### MATERIAL FOR THIS EXERCISE
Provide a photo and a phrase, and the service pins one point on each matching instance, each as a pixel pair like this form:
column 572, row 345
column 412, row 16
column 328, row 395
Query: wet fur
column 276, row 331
######
• **WORK TO COMPLETE**
Rewrite the records as a JSON array of strings with one string per line. Skip any blank lines.

• **FINAL ANSWER**
[
  "Provide a photo and a phrase, and the service pins one point on each matching instance, each as a pixel pair like this form:",
  "column 572, row 345",
  "column 412, row 16",
  "column 328, row 395",
  "Query: wet fur",
  "column 276, row 331"
]